> **GIVEN TASK**:
Reproduce the records exactly.

> **DATA SHOWN**:
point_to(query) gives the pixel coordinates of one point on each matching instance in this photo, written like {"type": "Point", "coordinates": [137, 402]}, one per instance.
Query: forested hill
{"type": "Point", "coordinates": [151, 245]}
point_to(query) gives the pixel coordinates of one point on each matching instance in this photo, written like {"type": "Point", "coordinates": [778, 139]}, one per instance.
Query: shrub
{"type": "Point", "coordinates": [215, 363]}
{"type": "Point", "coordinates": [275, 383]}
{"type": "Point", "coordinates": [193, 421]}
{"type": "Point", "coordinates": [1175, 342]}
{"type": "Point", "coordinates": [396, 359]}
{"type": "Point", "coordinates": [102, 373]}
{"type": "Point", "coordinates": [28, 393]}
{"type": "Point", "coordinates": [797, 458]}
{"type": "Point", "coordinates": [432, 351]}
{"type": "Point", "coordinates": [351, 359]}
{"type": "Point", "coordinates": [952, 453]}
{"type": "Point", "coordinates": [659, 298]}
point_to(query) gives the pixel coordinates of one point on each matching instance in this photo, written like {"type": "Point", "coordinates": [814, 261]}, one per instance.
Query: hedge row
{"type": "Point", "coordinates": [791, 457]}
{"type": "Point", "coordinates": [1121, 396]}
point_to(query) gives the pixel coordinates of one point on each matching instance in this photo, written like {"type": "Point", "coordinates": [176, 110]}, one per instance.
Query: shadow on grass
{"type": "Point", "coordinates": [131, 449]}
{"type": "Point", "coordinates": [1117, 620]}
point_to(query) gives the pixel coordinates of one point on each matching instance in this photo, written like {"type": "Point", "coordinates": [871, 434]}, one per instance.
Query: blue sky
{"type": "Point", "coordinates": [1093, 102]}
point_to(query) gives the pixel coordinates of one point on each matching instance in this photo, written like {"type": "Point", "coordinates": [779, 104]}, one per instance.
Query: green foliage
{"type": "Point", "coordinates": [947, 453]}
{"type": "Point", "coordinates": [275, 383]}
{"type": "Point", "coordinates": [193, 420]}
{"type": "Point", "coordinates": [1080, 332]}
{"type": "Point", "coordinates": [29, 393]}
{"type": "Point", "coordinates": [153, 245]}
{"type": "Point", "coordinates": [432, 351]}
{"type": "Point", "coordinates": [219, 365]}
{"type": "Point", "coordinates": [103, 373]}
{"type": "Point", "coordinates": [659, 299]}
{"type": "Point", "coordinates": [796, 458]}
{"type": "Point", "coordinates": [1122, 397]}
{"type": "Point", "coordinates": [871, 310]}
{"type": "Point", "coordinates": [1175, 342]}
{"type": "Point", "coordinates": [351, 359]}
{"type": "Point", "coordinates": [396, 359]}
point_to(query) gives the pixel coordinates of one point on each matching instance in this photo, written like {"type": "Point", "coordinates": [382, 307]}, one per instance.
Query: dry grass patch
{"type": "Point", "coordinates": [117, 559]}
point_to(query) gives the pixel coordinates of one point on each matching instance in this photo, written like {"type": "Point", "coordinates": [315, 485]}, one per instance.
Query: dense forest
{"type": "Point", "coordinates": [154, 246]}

> **CORRECT RESPONSE**:
point_to(query) gives the pixel coordinates of one point on each matching instance in this photo, written like {"type": "Point", "coordinates": [137, 402]}, one per instance.
Query: forested hill
{"type": "Point", "coordinates": [151, 245]}
point_to(query) gives the pixel coordinates of one point on each matching instance in this photo, written like {"type": "Point", "coordinates": [778, 139]}, one per instance.
Query: shrub
{"type": "Point", "coordinates": [215, 363]}
{"type": "Point", "coordinates": [275, 383]}
{"type": "Point", "coordinates": [193, 421]}
{"type": "Point", "coordinates": [1175, 342]}
{"type": "Point", "coordinates": [396, 359]}
{"type": "Point", "coordinates": [102, 373]}
{"type": "Point", "coordinates": [28, 393]}
{"type": "Point", "coordinates": [797, 458]}
{"type": "Point", "coordinates": [432, 351]}
{"type": "Point", "coordinates": [351, 359]}
{"type": "Point", "coordinates": [952, 453]}
{"type": "Point", "coordinates": [659, 298]}
point_to(query) gives the pixel coordinates of one point on each matching instance in this photo, written like {"type": "Point", "coordinates": [814, 261]}, one per instance.
Query: hedge row
{"type": "Point", "coordinates": [791, 457]}
{"type": "Point", "coordinates": [1121, 396]}
point_to(query) gives the pixel coordinates of one point on each matching instance in this photo, written like {"type": "Point", "coordinates": [176, 110]}, one per instance.
Query: shadow on grass
{"type": "Point", "coordinates": [131, 449]}
{"type": "Point", "coordinates": [1117, 620]}
point_to(query) gives the pixel coordinates of one point on each matching instance in this photo, written like {"type": "Point", "coordinates": [871, 434]}, one per instance.
Query: blue sky
{"type": "Point", "coordinates": [1093, 102]}
point_to(query) gives the pixel coordinates of one point on each matching instance in this photo, written like {"type": "Point", "coordinates": [779, 104]}, one per instance.
Query: green foliage
{"type": "Point", "coordinates": [947, 453]}
{"type": "Point", "coordinates": [275, 383]}
{"type": "Point", "coordinates": [193, 420]}
{"type": "Point", "coordinates": [1080, 332]}
{"type": "Point", "coordinates": [29, 393]}
{"type": "Point", "coordinates": [153, 245]}
{"type": "Point", "coordinates": [432, 351]}
{"type": "Point", "coordinates": [219, 365]}
{"type": "Point", "coordinates": [103, 373]}
{"type": "Point", "coordinates": [659, 299]}
{"type": "Point", "coordinates": [796, 458]}
{"type": "Point", "coordinates": [1122, 397]}
{"type": "Point", "coordinates": [871, 310]}
{"type": "Point", "coordinates": [1175, 342]}
{"type": "Point", "coordinates": [351, 359]}
{"type": "Point", "coordinates": [396, 359]}
point_to(query) gives the pixel coordinates of one point on each matching instance in this photo, written like {"type": "Point", "coordinates": [382, 307]}, one per instance.
Query: dry grass patch
{"type": "Point", "coordinates": [117, 559]}
point_to(query) gives the pixel coordinates of one point on each matching instance in this photo, written like {"type": "Point", "coordinates": [315, 485]}, one per instance.
Query: dense forest
{"type": "Point", "coordinates": [154, 246]}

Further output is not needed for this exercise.